Stored data entries:
»»
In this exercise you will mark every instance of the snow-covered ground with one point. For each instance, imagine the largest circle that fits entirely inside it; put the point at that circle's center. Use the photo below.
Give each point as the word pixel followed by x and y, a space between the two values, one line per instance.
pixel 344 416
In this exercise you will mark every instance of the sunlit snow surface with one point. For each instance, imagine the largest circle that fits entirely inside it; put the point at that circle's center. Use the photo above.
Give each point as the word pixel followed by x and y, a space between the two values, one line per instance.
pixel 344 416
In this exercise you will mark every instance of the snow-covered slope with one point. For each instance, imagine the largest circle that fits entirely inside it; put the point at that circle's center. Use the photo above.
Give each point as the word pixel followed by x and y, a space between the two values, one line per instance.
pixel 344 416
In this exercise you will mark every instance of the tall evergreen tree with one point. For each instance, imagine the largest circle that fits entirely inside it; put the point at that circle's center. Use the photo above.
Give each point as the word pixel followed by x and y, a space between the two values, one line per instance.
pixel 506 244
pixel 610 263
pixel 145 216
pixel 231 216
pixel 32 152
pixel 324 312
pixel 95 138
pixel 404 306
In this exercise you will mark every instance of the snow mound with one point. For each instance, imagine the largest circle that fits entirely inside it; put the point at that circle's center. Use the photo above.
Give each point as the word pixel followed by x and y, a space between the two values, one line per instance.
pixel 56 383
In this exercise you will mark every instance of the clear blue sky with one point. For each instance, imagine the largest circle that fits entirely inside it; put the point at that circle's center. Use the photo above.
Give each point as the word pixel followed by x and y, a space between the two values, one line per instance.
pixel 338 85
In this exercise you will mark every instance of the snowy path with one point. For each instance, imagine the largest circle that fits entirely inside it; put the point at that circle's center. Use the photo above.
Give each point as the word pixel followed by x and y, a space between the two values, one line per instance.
««
▶ _WHAT YOU ARE ASKED TO DO_: Retype every entry, keeping each character as it was.

▶ _FINAL ANSWER_:
In this exercise you will mark every instance of the snow-covered ground with one point. For each instance, imagine the largest circle that fits entirely inside it; put the point at that circle's center. Use the photo below.
Give each point as the word pixel followed by x and y, a space between the two values, one line per instance.
pixel 344 416
In this exercise you will mark every instance of the sunlit snow surface with one point. For each instance, imagine the largest circle that fits entirely inside it; put the point at that circle's center. Use the photo above.
Give each point as the word pixel followed by x and y, a space between the two values, one line per instance.
pixel 344 416
In this exercise you will mark every instance of the snow-covered slope with one point. For each instance, imagine the largest circle that fits entirely inside it; put the point at that circle's center. Use the photo above.
Give each point as the word pixel followed by x and y, a space between the two values, one line per instance.
pixel 344 416
In this exercise you will mark every instance of the tall evergreen tree with one point. For each instance, imagine the largest circle that fits entirely inside it; put the point at that circle's center. Use the photo above.
Give each point as the word pixel followed by x and y, a space between the two values, one line per instance.
pixel 506 244
pixel 610 263
pixel 145 216
pixel 231 216
pixel 32 152
pixel 324 312
pixel 95 138
pixel 404 306
In this exercise you will mark every instance of the snow mound with one point. For each instance, imagine the largest circle that fits entirely inside it; put the point at that circle's center. Use the photo above.
Give each point as the word pixel followed by x and y, a space between the two values, one line per instance.
pixel 56 383
In this exercise you will mark every instance of the clear blue sky with one point. For each instance, imagine the largest circle that fits entirely inside it; put the point at that circle's center. Use the photo above.
Give each point as the word pixel followed by x and y, a space between the two values, one line per instance.
pixel 338 85
In this exercise you will mark every instance of the snowy path with one point. For each instance, imagine the largest circle that fits entirely inside it; put the point at that circle's center. Use the photo above.
Give each point as the word pixel followed by x and y, a space between the two values, one line per instance.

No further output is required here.